実施課題: デジタル・ポテンショメータに関する抜粋によれば、不揮発性デバイスは揮発性デバイスの構成に加えて、どのような形式のメモリを内蔵していますか。

参照抜粋:
デジタル・ポテンショメータ FAQS
デジタル・ポテンショメータ FAQ
寄稿編集者:Roger Allan
Q. デジタル・ポテンショメータとは何ですか。
A. 通常のポテンショメータ、つまり「ポット」とは、電子回路の中を流れる電流量を変更または制御するためのアナログ素子です。これは、所望の可変抵抗の値を選択するためのワイパーを備えた機械式のデバイスです。デジタル・ポテンショメータには、揮発性と不揮発性の2種類があります。揮発性デバイスは、抵抗または抵抗アレイから構成されます。また、スイッチ、ロジック・ゲート、マルチプレクサ、データ・コンバータなどの電子回路要素も備えています。不揮発性デバイスはこれに加えて、EEPROMやワンタイム・プログラマブル(ヒューズ・リンク)メモリ形式のメモリを内蔵しています。デジタル・ポテンショメータを使用すれば、システム許容誤差のキャリブレーションや、システム・パラメータの動的制御が可能になります。不揮発性メモリ・デバイスは、オフからオンへのパワー・サイクルの後もワイパー設定値を保持します。さらに、ヒューズ・リンク・デバイスがワンタイム・プログラム・トリマー機能を提供します。
Q. アナログ・ポテンショメータと比較した場合の、デジタル・ポテンショメータの最大の長所は何でしょうか。
A. デジタル・ポテンショメータは、堅牢性に優れているため、機械式ポテンショメータの代替品としてきわめて経済的です。また、設定機能、分解能、ノイズ・レベルにおいても非常に優れています。経時的な安定性が高く、抵抗値のドリフトが最小限であり、信頼性が高く、リモート・コントロールが可能です。その他の利点としては、物理的サイズが小さく、抵抗の温度係数が低く、抵抗レンジ・オプションが豊富で、多数のパッケージから選択できることなどが挙げられます。これはデジタル素子であるため、設計者は、揮発性または不揮発性のメモリ構成においても使用することができます。
Q. デジタル・ポテンショメータにはどのようなアプリケーションがありますか。

提供データ:
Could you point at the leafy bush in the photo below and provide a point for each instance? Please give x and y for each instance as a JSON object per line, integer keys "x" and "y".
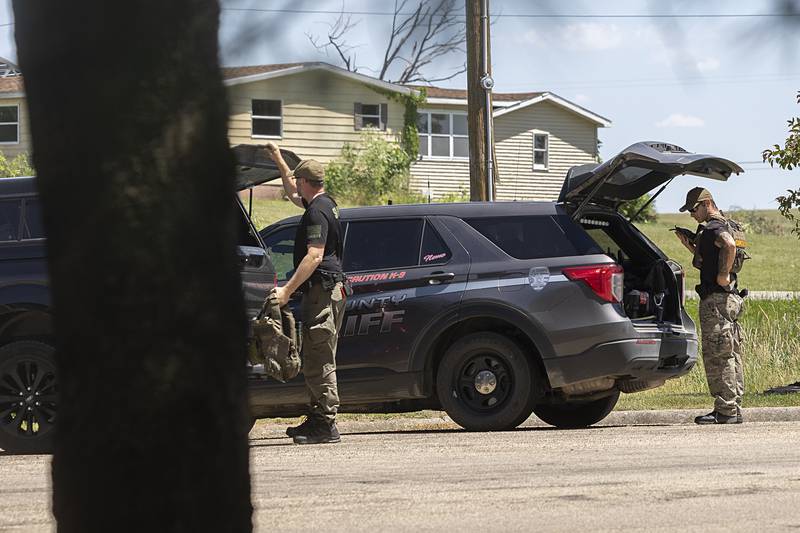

回答: EEPROMやワンタイム・プログラマブル(ヒューズ・リンク)メモリ形式のメモリを内蔵しています。